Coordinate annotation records
┄┄┄┄┄┄
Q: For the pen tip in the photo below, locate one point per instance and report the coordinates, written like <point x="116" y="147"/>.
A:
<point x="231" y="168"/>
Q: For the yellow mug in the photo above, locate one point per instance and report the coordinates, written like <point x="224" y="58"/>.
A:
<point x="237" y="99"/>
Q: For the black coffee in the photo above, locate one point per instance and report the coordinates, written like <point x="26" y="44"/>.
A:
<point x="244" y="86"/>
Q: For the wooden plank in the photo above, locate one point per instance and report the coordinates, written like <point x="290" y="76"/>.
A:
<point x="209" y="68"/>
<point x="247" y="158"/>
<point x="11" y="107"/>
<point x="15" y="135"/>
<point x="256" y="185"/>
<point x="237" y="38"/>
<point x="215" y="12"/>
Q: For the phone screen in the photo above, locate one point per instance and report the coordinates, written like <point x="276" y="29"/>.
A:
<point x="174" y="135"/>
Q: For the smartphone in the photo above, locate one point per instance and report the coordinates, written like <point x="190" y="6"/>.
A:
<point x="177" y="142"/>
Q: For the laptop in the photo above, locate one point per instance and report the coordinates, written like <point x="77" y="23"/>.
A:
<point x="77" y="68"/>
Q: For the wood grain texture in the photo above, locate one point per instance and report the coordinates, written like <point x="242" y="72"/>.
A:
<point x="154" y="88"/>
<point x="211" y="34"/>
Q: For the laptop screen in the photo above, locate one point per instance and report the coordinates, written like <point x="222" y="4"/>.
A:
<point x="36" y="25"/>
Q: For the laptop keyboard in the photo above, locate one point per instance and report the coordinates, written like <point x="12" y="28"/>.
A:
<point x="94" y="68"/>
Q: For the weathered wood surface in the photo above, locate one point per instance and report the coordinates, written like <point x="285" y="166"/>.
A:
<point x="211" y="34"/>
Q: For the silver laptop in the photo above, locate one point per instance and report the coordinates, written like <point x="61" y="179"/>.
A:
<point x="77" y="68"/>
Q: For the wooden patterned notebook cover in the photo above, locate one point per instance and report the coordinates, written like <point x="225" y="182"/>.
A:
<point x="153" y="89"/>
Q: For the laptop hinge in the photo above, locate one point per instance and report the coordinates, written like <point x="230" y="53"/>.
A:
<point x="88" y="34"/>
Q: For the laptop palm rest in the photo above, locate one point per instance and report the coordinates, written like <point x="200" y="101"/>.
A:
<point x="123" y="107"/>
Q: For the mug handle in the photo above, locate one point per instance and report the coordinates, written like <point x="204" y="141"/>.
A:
┄┄┄┄┄┄
▶ **Exercise directions**:
Rewrite the records from the line with "Q: For the laptop in" through the end of the records, requests included, with each answer coordinate multiplied by 1.15 and rounded to a whole number, halves rounded up. Leave the requests and the sample coordinates in them unchanged.

▶ **Output for this task**:
Q: For the laptop in the photo above, locate one point per instance and report the coordinates, written like <point x="77" y="23"/>.
A:
<point x="89" y="78"/>
Q: For the wood grain texture in the photo above, locate one point per instance and report the coordinates, written like <point x="242" y="72"/>.
A:
<point x="177" y="101"/>
<point x="243" y="39"/>
Q: For the laptop screen in the photo above, locate one point per instance and report the coordinates, written like <point x="222" y="4"/>.
A:
<point x="41" y="29"/>
Q: For the laptop keyboard in the photo above, locate one point per instance and report the coordinates, written like <point x="12" y="28"/>.
A:
<point x="108" y="78"/>
Q: For the weathered wood surface in the photo above, locate one point per instance and report the coordinates, written like <point x="285" y="166"/>.
A:
<point x="243" y="39"/>
Q: For the silver laptop in the photo above, locate one point per instance and report the coordinates, written like <point x="61" y="179"/>.
A:
<point x="89" y="78"/>
Q: For the wooden patterned notebook cover in the photo above, locate one point per instance and report the coordinates, written like <point x="225" y="182"/>.
A:
<point x="176" y="102"/>
Q: For the laptop hinge in the photo above, locate one point per instance and report the coordinates, written like <point x="230" y="53"/>.
A:
<point x="101" y="39"/>
Q: For the laptop palm rest in the photo above, locate one point per instance and report the coordinates, written like <point x="200" y="101"/>.
A:
<point x="141" y="123"/>
Q: For the mug handle in the photo above, locate one point per instance and report the coordinates, written like <point x="204" y="141"/>.
A:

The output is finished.